**Document extract:**
┌────────
The quality of the dataset directly affects the performance of deep learning algorithms, and maritime data collection is constrained by many factors. Existing datasets have endeavored to mitigate related issues, but their data diversity remains limited. Therefore, in our dataset, we emphasize the following three aspects:
  • First-person perspective acquisition: Our dataset captures video from the ship’s bridge or bow to obtain first-person perspective images of ships. Unlike land-based or satellite imaging (as in SeaShips, SMD), shipborne first-person perspective collection is more aligned with the navigator’s visual perception, with stronger view-dependent relevance and realism. This provides training samples that are closer to real conditions for developing autonomous ship vision systems.
  • All-weather, all-hour collection: Data collection spans daytime, dusk, and night, with different weather conditions including clear, overcast, and haze, and it covers complex navigation environments. This provides a rich training basis for target detection under adverse conditions such as night navigation and fog navigation, enhancing model generalization under extreme conditions. It also fills the gap left by existing public datasets, which are mostly concentrated in daytime and calm seas, and significantly improves model robustness in real sea conditions.
  • Multimodal data collection: We simultaneously collected infrared images corresponding to the same times, providing a training data foundation for vision-based unmanned surface vessel (USV) systems. This further builds a multimodal perception capability and provides usable data standards for algorithm development, engineering practice, and industrial applications in intelligent shipborne systems.

3.3. Dataset Diversity

Different datasets often yield models with poor generalization, due to significant differences in ocean conditions in different regions, background clutter affecting detection, and irregular ship shapes—leading to bounding boxes that often include much background information. As shown in Figure 2, especially for small distant targets, background pixels in the bounding box may exceed half of the box. Existing methods have analyzed the pixel proportions of background and target via set segmentation, but background information is still easily misidentified as target features by models, reducing detection accuracy. Although some studies attempt to augment datasets through image enhancement, this often introduces many false positives. Because real samples are difficult to obtain, we ensure data diversity in our dataset through the following approaches:
  • First-person high-definition capture: All MASS-LSVD images were captured using the shipborne high-definition visible-light camera on Dalian Maritime University’s Xinhongzhuan. Unlike land-based or satellite datasets, shipborne first-person perspective captures dynamic features such as pitch, heading changes, and occlusions as the ship maneuvers. This not only trains models to more effectively recognize ships from the navigation viewpoint but also provides directly relevant training data for future autonomous ship vision systems.
└────────
**Problem details:**
Copy the portion of the maritime dataset passage between "The quality of" and "developing autonomous ship vision systems.", inclusive, word for word.

**Entries supplied:**
┌────────
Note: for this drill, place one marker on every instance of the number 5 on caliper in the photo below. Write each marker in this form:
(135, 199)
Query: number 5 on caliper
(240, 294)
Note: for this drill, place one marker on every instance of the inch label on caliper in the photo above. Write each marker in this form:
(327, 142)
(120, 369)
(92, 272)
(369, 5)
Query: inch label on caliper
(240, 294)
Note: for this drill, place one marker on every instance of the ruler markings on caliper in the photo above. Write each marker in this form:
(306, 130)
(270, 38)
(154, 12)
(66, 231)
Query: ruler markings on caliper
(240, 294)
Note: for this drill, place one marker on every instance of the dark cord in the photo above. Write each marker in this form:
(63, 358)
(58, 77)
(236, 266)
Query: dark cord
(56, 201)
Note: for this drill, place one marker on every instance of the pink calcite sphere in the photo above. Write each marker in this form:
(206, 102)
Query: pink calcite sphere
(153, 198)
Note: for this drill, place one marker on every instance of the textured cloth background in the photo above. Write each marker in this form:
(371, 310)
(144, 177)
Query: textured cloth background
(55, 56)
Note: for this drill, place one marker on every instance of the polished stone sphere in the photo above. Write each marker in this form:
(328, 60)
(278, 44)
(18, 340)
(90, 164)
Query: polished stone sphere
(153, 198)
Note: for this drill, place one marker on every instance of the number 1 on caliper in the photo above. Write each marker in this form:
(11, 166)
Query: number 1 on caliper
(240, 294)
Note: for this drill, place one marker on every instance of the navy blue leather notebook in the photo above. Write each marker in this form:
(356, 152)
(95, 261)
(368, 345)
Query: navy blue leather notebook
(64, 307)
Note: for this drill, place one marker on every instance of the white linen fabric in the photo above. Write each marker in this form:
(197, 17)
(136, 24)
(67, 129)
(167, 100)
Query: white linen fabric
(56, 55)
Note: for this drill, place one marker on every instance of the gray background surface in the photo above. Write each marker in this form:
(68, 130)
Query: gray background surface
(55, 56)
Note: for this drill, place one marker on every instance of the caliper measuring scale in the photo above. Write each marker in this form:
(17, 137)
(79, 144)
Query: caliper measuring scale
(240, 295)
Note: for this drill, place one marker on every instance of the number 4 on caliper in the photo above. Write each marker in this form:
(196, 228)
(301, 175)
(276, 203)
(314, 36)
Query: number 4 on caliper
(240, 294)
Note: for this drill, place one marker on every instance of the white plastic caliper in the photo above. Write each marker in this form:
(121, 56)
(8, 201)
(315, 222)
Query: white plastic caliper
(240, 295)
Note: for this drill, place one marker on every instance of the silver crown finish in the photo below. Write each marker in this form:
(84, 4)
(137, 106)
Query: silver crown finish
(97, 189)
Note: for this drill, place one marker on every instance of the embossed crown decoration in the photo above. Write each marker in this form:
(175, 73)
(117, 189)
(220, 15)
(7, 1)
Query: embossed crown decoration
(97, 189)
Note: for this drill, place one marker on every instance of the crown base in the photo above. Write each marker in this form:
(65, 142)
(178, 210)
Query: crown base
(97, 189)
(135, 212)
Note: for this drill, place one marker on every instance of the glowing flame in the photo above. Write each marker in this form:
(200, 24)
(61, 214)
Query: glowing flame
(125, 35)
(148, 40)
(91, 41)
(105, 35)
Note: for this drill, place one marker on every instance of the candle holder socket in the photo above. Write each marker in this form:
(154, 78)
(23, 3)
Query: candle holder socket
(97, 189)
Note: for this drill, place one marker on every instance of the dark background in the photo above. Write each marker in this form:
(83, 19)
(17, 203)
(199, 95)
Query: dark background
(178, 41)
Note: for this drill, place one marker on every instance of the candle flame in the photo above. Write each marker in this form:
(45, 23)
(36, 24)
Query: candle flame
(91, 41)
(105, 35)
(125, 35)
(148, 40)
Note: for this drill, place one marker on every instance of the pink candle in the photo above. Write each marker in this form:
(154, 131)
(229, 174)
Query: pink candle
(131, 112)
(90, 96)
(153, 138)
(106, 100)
└────────
**Full response:**
The quality of the dataset directly affects the performance of deep learning algorithms, and maritime data collection is constrained by many factors. Existing datasets have endeavored to mitigate related issues, but their data diversity remains limited. Therefore, in our dataset, we emphasize the following three aspects:
  • First-person perspective acquisition: Our dataset captures video from the ship’s bridge or bow to obtain first-person perspective images of ships. Unlike land-based or satellite imaging (as in SeaShips, SMD), shipborne first-person perspective collection is more aligned with the navigator’s visual perception, with stronger view-dependent relevance and realism. This provides training samples that are closer to real conditions for developing autonomous ship vision systems.